Activity
The whole listing below is to be output exactly, with no line skipped.
┏━━
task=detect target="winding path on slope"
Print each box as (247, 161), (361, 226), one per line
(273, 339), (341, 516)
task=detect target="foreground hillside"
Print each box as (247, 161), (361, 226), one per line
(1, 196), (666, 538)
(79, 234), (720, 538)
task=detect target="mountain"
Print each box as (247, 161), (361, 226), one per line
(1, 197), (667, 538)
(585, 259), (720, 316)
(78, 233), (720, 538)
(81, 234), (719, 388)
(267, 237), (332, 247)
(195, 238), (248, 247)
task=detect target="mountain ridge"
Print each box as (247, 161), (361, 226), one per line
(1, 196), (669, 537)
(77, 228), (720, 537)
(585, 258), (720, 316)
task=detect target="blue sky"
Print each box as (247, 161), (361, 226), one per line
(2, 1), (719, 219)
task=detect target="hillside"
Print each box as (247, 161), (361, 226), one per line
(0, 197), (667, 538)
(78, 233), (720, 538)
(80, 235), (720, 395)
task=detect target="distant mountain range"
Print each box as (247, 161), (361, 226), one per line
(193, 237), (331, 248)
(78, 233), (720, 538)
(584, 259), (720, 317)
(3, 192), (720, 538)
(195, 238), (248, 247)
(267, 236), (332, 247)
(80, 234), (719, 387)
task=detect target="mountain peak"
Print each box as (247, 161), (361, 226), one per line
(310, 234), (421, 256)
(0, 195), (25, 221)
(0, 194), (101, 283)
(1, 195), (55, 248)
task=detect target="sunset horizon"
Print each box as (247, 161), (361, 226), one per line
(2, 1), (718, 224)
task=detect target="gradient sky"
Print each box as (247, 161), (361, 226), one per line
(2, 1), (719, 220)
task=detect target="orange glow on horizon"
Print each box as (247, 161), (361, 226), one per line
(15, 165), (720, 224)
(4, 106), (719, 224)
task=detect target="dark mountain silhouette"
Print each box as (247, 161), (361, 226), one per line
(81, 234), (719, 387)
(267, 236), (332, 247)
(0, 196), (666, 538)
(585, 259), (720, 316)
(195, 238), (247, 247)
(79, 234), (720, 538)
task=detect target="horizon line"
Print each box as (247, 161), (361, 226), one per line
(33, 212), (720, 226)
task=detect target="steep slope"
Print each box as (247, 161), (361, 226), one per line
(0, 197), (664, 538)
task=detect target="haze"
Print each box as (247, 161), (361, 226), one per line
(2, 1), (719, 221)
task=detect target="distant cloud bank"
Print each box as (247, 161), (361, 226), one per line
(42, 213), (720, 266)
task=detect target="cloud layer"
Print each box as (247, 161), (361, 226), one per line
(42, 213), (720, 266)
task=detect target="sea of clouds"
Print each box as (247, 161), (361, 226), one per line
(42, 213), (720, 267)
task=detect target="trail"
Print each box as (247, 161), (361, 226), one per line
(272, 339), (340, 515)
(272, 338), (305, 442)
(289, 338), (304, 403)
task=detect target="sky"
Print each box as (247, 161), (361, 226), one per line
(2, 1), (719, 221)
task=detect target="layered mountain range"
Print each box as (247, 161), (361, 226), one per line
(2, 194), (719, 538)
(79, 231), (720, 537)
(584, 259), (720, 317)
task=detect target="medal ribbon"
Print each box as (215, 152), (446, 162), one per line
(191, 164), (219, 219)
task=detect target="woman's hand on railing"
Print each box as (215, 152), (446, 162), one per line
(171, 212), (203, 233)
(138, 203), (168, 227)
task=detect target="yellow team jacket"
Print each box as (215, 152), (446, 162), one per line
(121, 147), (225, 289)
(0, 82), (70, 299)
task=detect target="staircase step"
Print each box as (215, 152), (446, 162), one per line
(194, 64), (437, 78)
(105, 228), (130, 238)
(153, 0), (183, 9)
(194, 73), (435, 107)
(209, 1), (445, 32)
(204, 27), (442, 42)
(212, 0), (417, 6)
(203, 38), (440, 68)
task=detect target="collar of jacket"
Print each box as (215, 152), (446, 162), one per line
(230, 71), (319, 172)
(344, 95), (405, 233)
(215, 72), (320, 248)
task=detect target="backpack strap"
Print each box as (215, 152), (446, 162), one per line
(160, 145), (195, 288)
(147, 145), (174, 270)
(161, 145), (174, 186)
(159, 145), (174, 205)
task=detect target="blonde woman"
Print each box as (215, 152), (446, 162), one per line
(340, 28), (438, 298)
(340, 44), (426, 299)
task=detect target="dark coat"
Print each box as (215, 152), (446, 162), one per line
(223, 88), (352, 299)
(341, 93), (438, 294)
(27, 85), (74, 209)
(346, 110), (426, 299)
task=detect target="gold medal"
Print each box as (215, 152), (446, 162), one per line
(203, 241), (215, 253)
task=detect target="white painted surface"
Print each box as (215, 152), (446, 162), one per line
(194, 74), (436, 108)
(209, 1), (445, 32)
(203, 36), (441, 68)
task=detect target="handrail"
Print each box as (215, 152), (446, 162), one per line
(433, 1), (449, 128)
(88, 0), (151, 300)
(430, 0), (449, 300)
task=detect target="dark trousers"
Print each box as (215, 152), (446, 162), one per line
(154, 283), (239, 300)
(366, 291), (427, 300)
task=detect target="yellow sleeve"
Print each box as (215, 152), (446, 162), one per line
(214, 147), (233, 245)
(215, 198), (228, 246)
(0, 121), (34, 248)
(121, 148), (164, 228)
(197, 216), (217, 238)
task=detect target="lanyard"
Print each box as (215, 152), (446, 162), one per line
┗━━
Response area
task=detect target="winding path on slope"
Print each box as (247, 161), (361, 226), one per line
(273, 339), (341, 516)
task=detect target="foreground hillside"
Print each box as (247, 161), (361, 226), one per line
(1, 196), (666, 538)
(79, 234), (720, 538)
task=detect target="mountain"
Print each box as (247, 161), (361, 226), one per line
(1, 197), (667, 538)
(585, 259), (720, 316)
(78, 233), (720, 538)
(81, 234), (719, 388)
(267, 237), (332, 247)
(195, 238), (248, 247)
task=detect target="mountain ridge"
Print each box as (247, 161), (361, 226), one per line
(1, 196), (669, 537)
(77, 228), (720, 537)
(585, 258), (720, 316)
task=detect target="blue sky"
Print each box as (247, 161), (361, 226), one per line
(2, 1), (719, 219)
task=detect target="hillside"
Print each box as (247, 161), (361, 226), one per line
(0, 197), (667, 538)
(78, 233), (720, 538)
(80, 235), (720, 395)
task=detect target="distant mountain range"
Print each box as (247, 161), (361, 226), one per line
(193, 237), (331, 248)
(78, 233), (720, 538)
(584, 259), (720, 317)
(3, 192), (720, 538)
(195, 238), (248, 247)
(267, 236), (332, 247)
(80, 234), (719, 387)
task=detect target="mountain peak"
Print each box as (247, 161), (361, 226), one per line
(310, 234), (421, 256)
(0, 195), (25, 221)
(0, 194), (101, 283)
(1, 195), (55, 248)
task=detect target="sunset horizon"
Print each box as (247, 161), (361, 226), one per line
(2, 1), (718, 224)
task=detect target="gradient sky"
Print each box as (247, 161), (361, 226), one per line
(2, 1), (719, 220)
task=detect target="orange glow on horizon"
Print each box as (247, 161), (361, 226), one per line
(15, 165), (720, 224)
(4, 106), (719, 224)
task=detect target="dark mountain silhouette"
Print each box as (247, 161), (361, 226), one per line
(81, 234), (719, 387)
(267, 236), (332, 247)
(0, 196), (666, 538)
(585, 259), (720, 316)
(195, 238), (247, 247)
(79, 234), (720, 538)
task=detect target="horizon line"
Print each box as (247, 161), (361, 226), one per line
(33, 212), (720, 226)
task=detect target="steep slope"
Print each box as (247, 161), (361, 226), one per line
(0, 197), (664, 538)
task=detect target="haze"
Print each box as (247, 161), (361, 226), one per line
(2, 1), (719, 221)
task=detect target="distant cloud bank"
Print each box as (247, 161), (361, 226), one per line
(42, 213), (720, 266)
task=detect target="cloud layer"
Print each box as (247, 161), (361, 226), one per line
(42, 213), (720, 266)
task=detect target="sea of clouds"
Print each box as (247, 161), (361, 226), one per line
(42, 213), (720, 267)
task=detect target="trail"
Print each box as (247, 161), (361, 226), one per line
(272, 339), (340, 515)
(272, 338), (305, 442)
(289, 338), (304, 403)
task=detect target="sky"
Print each box as (247, 161), (361, 226), one per line
(2, 1), (719, 221)
task=detect target="layered mountain range"
Print each box as (247, 161), (361, 226), one per line
(2, 194), (719, 538)
(79, 231), (720, 537)
(584, 259), (720, 317)
task=detect target="medal ribbon"
Print each box as (215, 152), (446, 162), one per line
(191, 164), (219, 219)
task=detect target="woman's hand on railing"
Print each box as (215, 152), (446, 162), one per line
(171, 212), (203, 233)
(138, 203), (168, 227)
task=detect target="yellow team jacket"
Print each box as (215, 152), (446, 162), one per line
(121, 147), (225, 289)
(0, 82), (70, 299)
task=detect target="staircase step"
Print each box as (215, 152), (446, 162), one per line
(194, 64), (437, 78)
(105, 228), (130, 238)
(153, 0), (183, 9)
(194, 73), (435, 107)
(209, 1), (445, 32)
(204, 27), (442, 42)
(212, 0), (417, 6)
(203, 38), (440, 68)
task=detect target="collar of jacket"
Print each box as (215, 152), (446, 162), one per line
(230, 71), (319, 172)
(344, 95), (405, 233)
(215, 72), (320, 248)
task=detect target="backpack strap"
Print each box as (215, 152), (446, 162), one per line
(160, 145), (195, 288)
(147, 145), (174, 270)
(161, 145), (174, 186)
(159, 145), (174, 205)
task=detect target="blonde woman"
Print each box as (215, 152), (446, 162), one per line
(340, 28), (438, 298)
(340, 44), (426, 299)
task=detect target="dark coat"
Print each box as (215, 152), (446, 162), one per line
(223, 88), (352, 299)
(341, 93), (438, 294)
(27, 85), (74, 209)
(346, 110), (426, 299)
task=detect target="gold medal"
Print each box as (215, 152), (446, 162), one per line
(203, 241), (215, 253)
task=detect target="white painted surface"
Print each box as (215, 152), (446, 162), one per line
(194, 74), (436, 108)
(209, 1), (445, 32)
(203, 36), (441, 68)
task=detect target="handrail"
Print each box as (215, 152), (446, 162), one per line
(433, 1), (449, 128)
(88, 0), (151, 300)
(430, 0), (449, 300)
task=detect target="dark trousers"
Print each box as (215, 152), (446, 162), one per line
(154, 283), (239, 300)
(366, 291), (427, 300)
task=detect target="yellow sleeve"
Print each box as (215, 152), (446, 162), one per line
(214, 147), (233, 245)
(215, 198), (228, 246)
(0, 121), (34, 248)
(121, 148), (164, 228)
(197, 216), (217, 238)
task=detect target="lanyard"
Print each box as (215, 152), (446, 162), one per line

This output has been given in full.